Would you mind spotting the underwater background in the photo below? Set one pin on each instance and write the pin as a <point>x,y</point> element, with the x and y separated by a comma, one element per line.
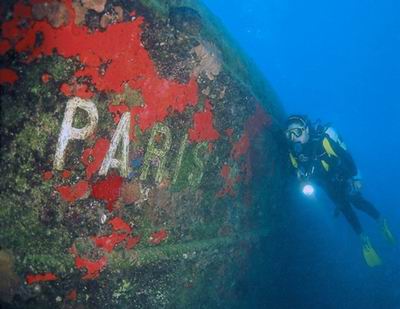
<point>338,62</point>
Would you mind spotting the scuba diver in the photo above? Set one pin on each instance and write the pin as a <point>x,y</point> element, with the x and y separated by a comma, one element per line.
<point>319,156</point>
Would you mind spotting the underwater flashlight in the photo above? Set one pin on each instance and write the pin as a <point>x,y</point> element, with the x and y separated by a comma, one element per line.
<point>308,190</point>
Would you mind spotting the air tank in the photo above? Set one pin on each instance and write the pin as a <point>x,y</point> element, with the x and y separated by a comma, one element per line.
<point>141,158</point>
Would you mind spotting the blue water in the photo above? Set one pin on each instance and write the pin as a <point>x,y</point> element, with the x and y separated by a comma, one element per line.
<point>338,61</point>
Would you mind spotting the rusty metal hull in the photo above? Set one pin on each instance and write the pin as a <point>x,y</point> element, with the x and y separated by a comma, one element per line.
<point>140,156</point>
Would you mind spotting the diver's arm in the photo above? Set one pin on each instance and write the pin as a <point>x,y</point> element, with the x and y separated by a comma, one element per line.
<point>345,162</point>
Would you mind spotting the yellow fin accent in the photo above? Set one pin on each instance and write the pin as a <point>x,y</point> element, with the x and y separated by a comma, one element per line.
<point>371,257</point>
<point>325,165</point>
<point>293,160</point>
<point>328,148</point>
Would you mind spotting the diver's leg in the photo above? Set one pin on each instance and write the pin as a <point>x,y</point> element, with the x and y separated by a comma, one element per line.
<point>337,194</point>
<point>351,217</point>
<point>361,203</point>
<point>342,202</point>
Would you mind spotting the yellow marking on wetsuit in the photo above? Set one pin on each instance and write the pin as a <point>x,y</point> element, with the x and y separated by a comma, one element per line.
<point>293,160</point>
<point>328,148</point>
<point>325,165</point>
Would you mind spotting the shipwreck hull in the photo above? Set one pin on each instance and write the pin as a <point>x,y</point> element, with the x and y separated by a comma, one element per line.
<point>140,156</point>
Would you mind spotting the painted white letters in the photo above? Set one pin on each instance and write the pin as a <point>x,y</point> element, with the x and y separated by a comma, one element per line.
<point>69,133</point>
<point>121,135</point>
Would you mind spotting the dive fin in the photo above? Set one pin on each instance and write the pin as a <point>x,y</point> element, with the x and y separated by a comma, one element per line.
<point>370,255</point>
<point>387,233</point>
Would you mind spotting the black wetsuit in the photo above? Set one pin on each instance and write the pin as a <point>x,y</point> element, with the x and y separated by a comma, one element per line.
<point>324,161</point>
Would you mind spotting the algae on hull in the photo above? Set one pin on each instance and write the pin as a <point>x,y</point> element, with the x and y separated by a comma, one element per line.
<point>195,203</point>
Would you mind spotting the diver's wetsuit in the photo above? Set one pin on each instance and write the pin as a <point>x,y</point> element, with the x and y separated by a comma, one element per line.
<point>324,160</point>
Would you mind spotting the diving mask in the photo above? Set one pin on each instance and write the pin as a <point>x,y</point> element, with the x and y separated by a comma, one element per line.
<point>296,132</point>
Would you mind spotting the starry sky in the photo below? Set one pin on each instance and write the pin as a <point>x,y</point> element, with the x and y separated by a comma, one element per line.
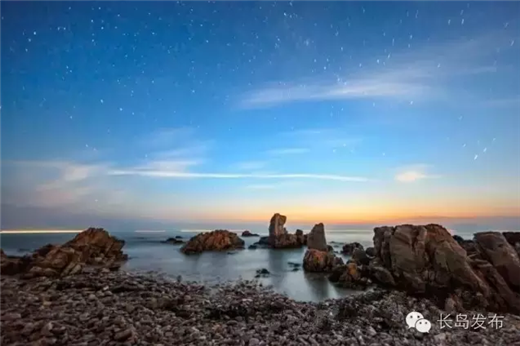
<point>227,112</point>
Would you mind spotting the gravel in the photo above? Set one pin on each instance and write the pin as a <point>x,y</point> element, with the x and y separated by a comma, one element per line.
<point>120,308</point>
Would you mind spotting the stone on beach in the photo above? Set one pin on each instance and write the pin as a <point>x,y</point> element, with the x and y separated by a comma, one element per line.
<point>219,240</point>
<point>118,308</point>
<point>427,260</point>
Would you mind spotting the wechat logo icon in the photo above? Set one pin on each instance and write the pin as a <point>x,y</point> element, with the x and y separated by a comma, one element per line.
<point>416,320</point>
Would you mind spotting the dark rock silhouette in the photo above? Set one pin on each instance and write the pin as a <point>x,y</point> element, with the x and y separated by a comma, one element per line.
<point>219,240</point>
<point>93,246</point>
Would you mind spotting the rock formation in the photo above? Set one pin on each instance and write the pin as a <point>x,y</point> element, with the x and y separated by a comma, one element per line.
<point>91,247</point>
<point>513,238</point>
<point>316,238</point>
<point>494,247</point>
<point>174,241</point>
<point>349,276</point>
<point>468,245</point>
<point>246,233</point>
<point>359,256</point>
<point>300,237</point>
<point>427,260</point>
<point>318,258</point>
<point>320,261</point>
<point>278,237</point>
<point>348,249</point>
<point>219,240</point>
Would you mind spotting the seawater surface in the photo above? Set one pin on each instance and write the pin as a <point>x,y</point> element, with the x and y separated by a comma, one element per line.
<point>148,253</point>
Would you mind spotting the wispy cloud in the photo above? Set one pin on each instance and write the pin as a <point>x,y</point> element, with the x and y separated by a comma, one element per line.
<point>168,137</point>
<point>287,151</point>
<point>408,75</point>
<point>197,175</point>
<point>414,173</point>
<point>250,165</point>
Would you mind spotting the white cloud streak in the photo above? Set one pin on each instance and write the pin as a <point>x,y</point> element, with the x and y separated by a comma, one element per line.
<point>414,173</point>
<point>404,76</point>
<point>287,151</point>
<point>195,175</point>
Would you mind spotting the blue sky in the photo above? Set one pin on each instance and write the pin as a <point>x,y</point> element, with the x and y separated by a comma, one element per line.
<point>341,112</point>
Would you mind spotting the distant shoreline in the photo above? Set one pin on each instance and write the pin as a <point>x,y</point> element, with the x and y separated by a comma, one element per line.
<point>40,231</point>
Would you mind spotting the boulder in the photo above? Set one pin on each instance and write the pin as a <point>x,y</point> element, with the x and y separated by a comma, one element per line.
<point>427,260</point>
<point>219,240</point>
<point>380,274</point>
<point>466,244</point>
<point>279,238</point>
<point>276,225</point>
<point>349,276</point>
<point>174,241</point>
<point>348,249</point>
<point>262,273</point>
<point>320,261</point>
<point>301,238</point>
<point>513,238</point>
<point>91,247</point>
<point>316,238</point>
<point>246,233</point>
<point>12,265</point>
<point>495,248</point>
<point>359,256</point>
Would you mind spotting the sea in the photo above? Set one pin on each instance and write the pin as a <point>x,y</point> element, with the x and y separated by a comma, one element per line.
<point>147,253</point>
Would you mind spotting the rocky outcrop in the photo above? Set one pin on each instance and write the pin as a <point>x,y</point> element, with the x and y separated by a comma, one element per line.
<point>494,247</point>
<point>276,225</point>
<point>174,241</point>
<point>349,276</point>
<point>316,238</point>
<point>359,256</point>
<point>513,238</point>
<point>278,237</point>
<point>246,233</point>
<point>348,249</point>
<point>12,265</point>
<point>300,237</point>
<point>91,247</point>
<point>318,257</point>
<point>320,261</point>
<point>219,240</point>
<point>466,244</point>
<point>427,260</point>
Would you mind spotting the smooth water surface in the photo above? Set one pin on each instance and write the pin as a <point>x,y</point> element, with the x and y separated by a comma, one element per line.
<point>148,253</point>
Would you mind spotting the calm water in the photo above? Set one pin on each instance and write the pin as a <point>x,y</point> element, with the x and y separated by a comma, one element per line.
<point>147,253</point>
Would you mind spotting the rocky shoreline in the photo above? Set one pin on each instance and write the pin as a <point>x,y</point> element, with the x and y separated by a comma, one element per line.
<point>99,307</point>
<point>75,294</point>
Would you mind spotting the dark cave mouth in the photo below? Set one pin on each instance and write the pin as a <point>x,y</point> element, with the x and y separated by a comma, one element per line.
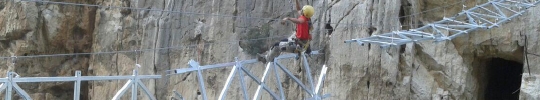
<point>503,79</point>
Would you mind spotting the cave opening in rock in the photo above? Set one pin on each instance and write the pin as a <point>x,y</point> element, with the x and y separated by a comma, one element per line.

════════════════

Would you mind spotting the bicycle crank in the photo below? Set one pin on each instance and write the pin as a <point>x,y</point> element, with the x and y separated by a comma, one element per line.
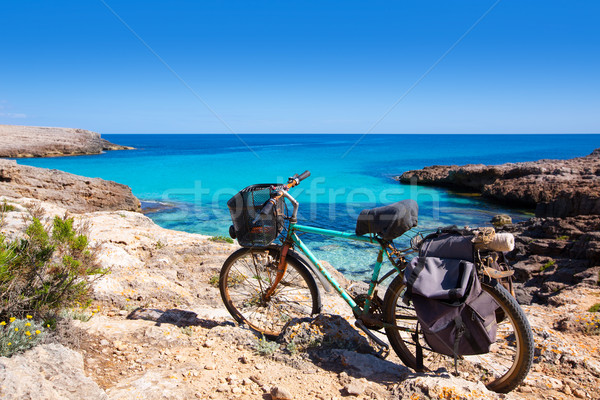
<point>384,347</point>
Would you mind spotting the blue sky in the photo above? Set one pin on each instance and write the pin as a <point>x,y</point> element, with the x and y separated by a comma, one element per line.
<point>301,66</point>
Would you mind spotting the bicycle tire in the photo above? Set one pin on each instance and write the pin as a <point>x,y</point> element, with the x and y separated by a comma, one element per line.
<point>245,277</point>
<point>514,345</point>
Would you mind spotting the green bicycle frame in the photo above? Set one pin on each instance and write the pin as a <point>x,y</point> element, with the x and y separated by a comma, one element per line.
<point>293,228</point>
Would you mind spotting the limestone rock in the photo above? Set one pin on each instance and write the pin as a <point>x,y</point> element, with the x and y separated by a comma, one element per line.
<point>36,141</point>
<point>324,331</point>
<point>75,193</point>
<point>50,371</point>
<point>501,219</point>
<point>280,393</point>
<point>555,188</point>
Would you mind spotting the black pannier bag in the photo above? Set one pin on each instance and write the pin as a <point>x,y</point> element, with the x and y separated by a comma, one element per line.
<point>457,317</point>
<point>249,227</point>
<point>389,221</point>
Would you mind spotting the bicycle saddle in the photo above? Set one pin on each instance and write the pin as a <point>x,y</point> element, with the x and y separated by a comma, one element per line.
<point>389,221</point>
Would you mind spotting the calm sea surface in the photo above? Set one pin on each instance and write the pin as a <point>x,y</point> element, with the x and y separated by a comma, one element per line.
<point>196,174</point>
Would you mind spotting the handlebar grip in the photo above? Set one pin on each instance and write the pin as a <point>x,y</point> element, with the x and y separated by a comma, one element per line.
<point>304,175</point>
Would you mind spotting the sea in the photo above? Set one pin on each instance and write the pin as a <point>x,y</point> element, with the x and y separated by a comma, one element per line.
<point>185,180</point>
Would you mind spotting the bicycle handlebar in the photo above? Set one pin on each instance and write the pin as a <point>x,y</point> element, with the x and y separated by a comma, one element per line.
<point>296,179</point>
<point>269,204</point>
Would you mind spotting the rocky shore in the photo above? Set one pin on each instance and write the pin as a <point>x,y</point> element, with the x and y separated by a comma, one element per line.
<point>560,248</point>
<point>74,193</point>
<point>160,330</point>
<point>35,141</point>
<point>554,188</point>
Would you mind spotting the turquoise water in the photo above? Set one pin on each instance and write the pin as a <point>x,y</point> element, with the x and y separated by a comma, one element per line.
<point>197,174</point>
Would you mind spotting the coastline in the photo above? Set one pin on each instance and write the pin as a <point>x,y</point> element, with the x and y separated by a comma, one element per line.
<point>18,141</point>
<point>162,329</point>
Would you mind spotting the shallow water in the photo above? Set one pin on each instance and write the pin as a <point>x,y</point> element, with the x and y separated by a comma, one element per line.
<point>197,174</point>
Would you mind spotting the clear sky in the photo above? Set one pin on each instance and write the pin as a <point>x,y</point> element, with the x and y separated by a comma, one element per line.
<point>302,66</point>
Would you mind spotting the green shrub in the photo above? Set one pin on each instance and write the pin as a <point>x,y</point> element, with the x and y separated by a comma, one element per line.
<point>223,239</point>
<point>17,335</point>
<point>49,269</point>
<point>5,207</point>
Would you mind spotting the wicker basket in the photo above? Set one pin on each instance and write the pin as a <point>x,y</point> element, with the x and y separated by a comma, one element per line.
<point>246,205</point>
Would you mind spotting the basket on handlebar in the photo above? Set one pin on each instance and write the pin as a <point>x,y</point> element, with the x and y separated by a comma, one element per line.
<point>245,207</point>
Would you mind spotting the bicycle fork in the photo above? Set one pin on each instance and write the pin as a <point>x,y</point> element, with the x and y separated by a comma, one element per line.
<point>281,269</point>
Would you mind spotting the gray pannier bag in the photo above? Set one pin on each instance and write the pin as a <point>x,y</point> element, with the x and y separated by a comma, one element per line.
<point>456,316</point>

════════════════

In the records above, everything from the line with "Would you mind spotting the calm water" down to the line with "Would you mind spotting the cave" is to be set down exactly, both ends included, with no pictures and no other lines.

◆ ANSWER FOR THIS EXERCISE ◆
Would you mind spotting the calm water in the photo above? Set one pin on each instance and write the pin as a <point>x,y</point> element, with the x and y separated by a comma, one element per line.
<point>147,253</point>
Would you mind spotting the rocky shoreline in the photo above? Set one pin on each instance and write the pin as a <point>x,y</point> element, with the x and y separated by a comma, one element per line.
<point>99,307</point>
<point>75,294</point>
Would you mind spotting the dark cave mouth in the photo below? Set one pin on each instance and write the pin as a <point>x,y</point> element, with the x and y separated by a comma, one element per line.
<point>503,79</point>
Would you mind spotting the cave opening in rock in the photo above? Set one pin on each instance and write the pin as a <point>x,y</point> element, with the x and y separated by a comma, one element per line.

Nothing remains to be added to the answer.